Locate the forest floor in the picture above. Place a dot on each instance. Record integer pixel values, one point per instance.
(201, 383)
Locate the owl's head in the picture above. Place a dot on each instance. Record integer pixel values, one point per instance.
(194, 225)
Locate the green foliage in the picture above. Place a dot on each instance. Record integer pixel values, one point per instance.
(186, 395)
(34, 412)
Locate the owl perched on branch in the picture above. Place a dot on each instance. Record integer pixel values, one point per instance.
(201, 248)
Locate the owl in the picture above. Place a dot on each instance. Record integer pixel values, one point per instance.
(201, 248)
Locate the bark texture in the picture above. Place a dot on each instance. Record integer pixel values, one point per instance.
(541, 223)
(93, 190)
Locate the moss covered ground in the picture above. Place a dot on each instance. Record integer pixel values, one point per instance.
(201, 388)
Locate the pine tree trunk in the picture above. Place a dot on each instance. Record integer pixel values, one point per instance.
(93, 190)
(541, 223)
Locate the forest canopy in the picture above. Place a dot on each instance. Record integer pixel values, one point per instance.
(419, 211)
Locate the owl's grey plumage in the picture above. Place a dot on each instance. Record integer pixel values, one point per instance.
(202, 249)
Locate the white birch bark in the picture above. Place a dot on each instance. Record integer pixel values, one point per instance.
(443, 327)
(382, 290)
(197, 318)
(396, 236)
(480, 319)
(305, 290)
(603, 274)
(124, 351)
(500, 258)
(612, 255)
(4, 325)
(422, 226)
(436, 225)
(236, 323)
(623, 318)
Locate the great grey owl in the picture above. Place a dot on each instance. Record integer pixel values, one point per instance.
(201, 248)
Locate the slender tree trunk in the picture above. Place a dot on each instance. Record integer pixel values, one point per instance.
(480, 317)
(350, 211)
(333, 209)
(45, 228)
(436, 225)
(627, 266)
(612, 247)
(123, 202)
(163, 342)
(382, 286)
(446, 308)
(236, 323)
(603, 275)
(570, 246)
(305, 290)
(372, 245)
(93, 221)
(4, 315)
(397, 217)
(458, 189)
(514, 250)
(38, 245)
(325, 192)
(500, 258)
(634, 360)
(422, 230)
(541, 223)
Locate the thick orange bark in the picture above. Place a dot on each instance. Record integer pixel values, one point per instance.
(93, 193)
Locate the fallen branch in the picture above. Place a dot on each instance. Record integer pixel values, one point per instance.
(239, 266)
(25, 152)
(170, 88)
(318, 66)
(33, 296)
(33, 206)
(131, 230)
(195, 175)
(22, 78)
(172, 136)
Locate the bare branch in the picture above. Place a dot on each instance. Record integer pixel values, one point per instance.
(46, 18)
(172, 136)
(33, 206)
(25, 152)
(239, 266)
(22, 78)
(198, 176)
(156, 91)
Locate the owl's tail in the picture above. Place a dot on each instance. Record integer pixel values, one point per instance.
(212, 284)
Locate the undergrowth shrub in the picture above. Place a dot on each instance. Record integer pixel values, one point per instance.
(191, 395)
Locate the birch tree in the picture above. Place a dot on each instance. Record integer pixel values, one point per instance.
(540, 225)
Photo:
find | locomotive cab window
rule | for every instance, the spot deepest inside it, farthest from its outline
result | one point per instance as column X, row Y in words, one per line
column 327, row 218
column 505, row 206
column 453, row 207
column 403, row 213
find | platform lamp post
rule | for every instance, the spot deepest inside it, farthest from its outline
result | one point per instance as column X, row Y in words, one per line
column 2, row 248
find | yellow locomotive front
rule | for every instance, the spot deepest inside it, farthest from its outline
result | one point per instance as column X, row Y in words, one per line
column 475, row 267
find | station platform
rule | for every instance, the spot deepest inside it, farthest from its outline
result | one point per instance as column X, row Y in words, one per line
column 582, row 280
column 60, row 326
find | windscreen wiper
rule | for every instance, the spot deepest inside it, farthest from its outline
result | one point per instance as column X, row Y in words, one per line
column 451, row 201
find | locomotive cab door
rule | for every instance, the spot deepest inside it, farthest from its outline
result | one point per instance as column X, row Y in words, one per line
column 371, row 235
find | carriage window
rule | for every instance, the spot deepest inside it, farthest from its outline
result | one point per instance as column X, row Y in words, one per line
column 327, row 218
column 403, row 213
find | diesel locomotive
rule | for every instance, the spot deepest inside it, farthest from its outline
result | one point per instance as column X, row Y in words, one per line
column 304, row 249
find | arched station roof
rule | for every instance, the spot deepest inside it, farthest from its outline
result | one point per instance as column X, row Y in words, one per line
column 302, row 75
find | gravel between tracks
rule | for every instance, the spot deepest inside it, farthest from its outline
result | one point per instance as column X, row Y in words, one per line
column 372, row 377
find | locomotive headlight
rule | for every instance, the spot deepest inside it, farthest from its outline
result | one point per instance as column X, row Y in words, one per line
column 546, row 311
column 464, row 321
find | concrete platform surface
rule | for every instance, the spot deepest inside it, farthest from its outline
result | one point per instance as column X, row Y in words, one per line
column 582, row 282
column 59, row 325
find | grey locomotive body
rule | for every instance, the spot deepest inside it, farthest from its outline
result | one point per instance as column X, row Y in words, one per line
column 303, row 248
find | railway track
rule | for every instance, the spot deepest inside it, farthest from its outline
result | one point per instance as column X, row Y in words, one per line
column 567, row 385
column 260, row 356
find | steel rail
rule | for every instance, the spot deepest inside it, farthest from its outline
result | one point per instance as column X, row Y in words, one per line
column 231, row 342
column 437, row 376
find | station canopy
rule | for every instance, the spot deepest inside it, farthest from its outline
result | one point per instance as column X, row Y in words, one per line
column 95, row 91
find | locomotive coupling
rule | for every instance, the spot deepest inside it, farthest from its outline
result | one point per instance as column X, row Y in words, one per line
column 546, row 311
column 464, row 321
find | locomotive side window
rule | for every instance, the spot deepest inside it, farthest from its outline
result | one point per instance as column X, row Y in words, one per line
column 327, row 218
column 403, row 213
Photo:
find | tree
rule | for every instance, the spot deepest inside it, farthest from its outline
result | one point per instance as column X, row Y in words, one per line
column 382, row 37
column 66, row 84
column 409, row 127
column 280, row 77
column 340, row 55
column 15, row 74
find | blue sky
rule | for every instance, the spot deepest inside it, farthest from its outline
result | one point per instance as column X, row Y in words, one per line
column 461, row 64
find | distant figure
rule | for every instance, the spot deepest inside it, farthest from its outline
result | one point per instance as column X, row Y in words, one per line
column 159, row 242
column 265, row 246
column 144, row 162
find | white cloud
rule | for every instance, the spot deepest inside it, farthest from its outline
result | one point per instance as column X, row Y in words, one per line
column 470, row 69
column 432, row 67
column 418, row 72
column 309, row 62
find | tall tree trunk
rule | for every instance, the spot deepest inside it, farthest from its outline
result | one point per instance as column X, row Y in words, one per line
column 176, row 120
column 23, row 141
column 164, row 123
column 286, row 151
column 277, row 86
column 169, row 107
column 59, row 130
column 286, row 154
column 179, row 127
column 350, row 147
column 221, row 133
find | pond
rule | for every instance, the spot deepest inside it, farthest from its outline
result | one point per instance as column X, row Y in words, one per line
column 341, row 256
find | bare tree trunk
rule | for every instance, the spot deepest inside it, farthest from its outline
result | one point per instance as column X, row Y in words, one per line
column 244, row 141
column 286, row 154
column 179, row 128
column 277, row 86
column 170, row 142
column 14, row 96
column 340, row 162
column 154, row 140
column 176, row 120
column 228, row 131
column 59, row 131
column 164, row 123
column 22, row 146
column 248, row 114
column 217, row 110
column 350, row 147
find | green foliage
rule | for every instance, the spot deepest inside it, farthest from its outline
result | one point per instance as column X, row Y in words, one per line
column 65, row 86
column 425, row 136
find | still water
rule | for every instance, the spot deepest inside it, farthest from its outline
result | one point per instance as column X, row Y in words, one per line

> **Task goal**: Extract every line of the records above that contains the word "locomotive".

> **Result of this exercise**:
find | locomotive cab window
find | yellow locomotive front
find | locomotive cab door
find | diesel locomotive
find | locomotive headlight
find | grey locomotive body
find | locomotive coupling
find | locomotive side window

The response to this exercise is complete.